» **Natural language region descriptions**

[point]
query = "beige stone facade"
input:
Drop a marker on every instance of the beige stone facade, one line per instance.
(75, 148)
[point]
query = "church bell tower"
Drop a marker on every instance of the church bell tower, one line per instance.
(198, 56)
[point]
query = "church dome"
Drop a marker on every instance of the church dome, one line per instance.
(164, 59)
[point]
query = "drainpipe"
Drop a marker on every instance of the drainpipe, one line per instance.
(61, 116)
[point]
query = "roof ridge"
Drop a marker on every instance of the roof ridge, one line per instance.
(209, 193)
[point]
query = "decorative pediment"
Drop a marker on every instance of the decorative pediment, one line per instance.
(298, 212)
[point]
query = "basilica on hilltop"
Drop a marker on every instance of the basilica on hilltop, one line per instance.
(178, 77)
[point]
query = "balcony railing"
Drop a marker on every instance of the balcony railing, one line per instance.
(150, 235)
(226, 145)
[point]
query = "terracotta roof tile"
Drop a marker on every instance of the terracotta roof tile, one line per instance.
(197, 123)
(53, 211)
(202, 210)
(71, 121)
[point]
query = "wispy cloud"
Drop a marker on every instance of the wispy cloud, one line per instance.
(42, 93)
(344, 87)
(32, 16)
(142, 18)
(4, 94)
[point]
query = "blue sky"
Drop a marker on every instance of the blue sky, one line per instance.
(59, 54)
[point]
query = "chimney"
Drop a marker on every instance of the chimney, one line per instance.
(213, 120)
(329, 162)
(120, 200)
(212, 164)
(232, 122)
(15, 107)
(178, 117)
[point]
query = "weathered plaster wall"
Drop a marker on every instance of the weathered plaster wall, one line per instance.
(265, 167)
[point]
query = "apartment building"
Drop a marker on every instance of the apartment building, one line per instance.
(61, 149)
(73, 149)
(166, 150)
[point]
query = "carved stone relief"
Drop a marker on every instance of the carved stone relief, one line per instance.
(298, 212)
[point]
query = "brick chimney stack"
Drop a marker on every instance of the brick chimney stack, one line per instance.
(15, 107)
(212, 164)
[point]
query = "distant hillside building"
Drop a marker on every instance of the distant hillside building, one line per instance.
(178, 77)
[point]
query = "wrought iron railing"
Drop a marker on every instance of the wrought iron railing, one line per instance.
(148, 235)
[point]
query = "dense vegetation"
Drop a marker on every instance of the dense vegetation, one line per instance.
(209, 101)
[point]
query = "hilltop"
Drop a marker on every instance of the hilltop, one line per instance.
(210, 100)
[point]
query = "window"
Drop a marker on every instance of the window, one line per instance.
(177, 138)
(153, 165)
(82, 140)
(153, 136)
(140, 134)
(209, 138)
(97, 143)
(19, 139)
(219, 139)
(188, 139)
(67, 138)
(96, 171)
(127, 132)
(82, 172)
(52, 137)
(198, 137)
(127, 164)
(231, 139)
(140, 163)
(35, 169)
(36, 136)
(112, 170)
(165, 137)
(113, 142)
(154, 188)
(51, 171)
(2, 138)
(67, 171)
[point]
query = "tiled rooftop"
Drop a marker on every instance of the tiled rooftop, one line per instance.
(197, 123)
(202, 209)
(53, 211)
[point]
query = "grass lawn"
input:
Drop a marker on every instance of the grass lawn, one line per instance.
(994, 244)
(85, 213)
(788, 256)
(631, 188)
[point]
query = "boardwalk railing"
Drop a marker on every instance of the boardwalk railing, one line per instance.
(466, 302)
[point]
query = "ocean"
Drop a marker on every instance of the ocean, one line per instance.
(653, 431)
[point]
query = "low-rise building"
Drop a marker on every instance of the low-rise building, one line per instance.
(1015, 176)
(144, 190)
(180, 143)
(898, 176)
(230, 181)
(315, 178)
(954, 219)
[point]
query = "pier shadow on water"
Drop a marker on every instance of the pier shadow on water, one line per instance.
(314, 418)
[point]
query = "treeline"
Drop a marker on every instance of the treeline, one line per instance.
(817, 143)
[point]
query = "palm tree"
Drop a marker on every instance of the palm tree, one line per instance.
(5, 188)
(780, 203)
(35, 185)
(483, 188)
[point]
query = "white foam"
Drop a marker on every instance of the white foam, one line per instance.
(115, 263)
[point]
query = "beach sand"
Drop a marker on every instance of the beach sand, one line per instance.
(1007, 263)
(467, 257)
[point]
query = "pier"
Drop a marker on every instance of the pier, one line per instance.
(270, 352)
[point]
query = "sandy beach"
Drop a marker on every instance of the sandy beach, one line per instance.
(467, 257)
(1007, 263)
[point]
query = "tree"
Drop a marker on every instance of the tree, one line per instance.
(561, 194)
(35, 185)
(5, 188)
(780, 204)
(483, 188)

» **WHAT IS BEING ASKED**
Give back the data above word for word.

» **OUTPUT**
[point]
query = "beige stone facade"
input:
Drop a marker on every instance of the beige stone facade, one line per instance.
(75, 148)
[point]
query = "church bell tower"
Drop a marker on every instance of the church bell tower, one line per instance.
(198, 56)
[point]
query = "church dome"
Drop a marker on every instance of the church dome, one line per instance.
(164, 59)
[point]
query = "drainpipe"
Drop a marker on every instance of the drainpipe, one line per instance.
(61, 116)
[point]
query = "roof ridge"
Drop a marker on every instance of the roof ridge, one line per instance.
(209, 193)
[point]
query = "decorative pediment"
Drop a marker on every instance of the decorative pediment, one line per instance.
(298, 212)
[point]
query = "basilica on hilltop"
Drop a marker on every instance of the basilica on hilltop, one line per instance.
(178, 77)
[point]
query = "balcony railing"
Drop a marker on every instance of the balcony railing, one line per instance.
(150, 235)
(226, 145)
[point]
query = "terracotta roof tile"
Drop a marker on every instance of the terracotta roof tile, one line per instance.
(197, 123)
(53, 211)
(202, 210)
(71, 121)
[point]
query = "wispy cloud"
Drop a marker on every instance of the wispy cloud, one line per instance.
(42, 93)
(344, 87)
(32, 16)
(142, 18)
(4, 94)
[point]
query = "blue sky"
Drop a marker on every instance of the blue sky, one line per instance.
(59, 54)
[point]
query = "chimney"
Drop a marker on every instance of the chimney, one line per instance.
(213, 120)
(329, 162)
(120, 200)
(212, 164)
(232, 122)
(15, 107)
(178, 117)
[point]
query = "weathered plaster wall"
Drop a marker on every instance of the weathered plaster wall, one line per instance.
(265, 167)
[point]
query = "apartment building"
Drop a marker on every instance of the apartment building, one line per instance.
(61, 149)
(73, 149)
(166, 150)
[point]
query = "carved stone relief"
Drop a marker on every instance of the carved stone relief, one line per instance.
(298, 212)
[point]
query = "brick chimney stack"
Drop a marker on every instance of the brick chimney stack, one line per instance.
(15, 107)
(212, 164)
[point]
query = "distant hillside building"
Drop a marker on every instance of the distant hillside building, one line per instance.
(178, 77)
[point]
query = "wrought iron railing"
Drop a marker on every instance of the wrought iron railing, one line per instance.
(148, 235)
[point]
query = "dense vegetation"
Drop a marker on every instance of the dense vegetation, one line per instance.
(209, 101)
[point]
query = "hilltop"
Drop a marker on every instance of the hilltop, one line per instance.
(210, 100)
[point]
query = "window"
Drop a marker on every instance of the window, one line per instance.
(177, 138)
(153, 165)
(82, 140)
(153, 136)
(140, 134)
(209, 138)
(97, 143)
(19, 139)
(219, 139)
(188, 139)
(67, 138)
(96, 171)
(127, 132)
(82, 172)
(52, 137)
(198, 137)
(127, 164)
(231, 139)
(140, 163)
(35, 169)
(36, 136)
(112, 170)
(165, 137)
(113, 142)
(154, 188)
(51, 171)
(2, 138)
(67, 171)
[point]
query = "tiled rooftop"
Drop a marker on every instance of the tiled rooftop, one line per instance.
(197, 123)
(202, 209)
(53, 211)
[point]
query = "grass lawn"
input:
Drop a marker on every instance of the grass lawn, one line per instance.
(994, 244)
(85, 213)
(788, 256)
(631, 188)
[point]
query = "boardwalk railing"
Drop a marker on every instance of the boardwalk railing, one line per instance.
(466, 302)
[point]
query = "ocean"
Drop a marker on every instance of the ocean, one line per instance.
(653, 431)
[point]
query = "low-rise building"
Drop a marker on every instance of the low-rise building, one line per instance.
(1015, 176)
(144, 190)
(180, 143)
(898, 176)
(230, 181)
(315, 178)
(954, 219)
[point]
query = "pier shadow on water"
Drop a marker on every instance of the pier shadow on water, one line per instance.
(314, 418)
[point]
query = "treeline"
Drop a marker on every instance of the treeline, one line per instance.
(817, 143)
[point]
query = "palm tree"
Drop a marker on every instance of the palm tree, one line per instance.
(5, 188)
(780, 203)
(35, 185)
(483, 188)
[point]
query = "white foam"
Drop a marker on every instance of the white foam, one line per instance.
(115, 263)
[point]
query = "beach sand"
Drop a marker on every instance of the beach sand, one line per instance.
(1007, 263)
(467, 257)
[point]
query = "pier"
Drop a marker on every instance of the pier, one line per instance.
(270, 352)
[point]
query = "sandy beach"
Drop a marker on every instance of the sandy beach, one line per instance.
(467, 257)
(1007, 263)
[point]
query = "tree"
Drop a marker on every instance of the tree, one line per instance.
(561, 194)
(35, 185)
(5, 188)
(780, 204)
(483, 188)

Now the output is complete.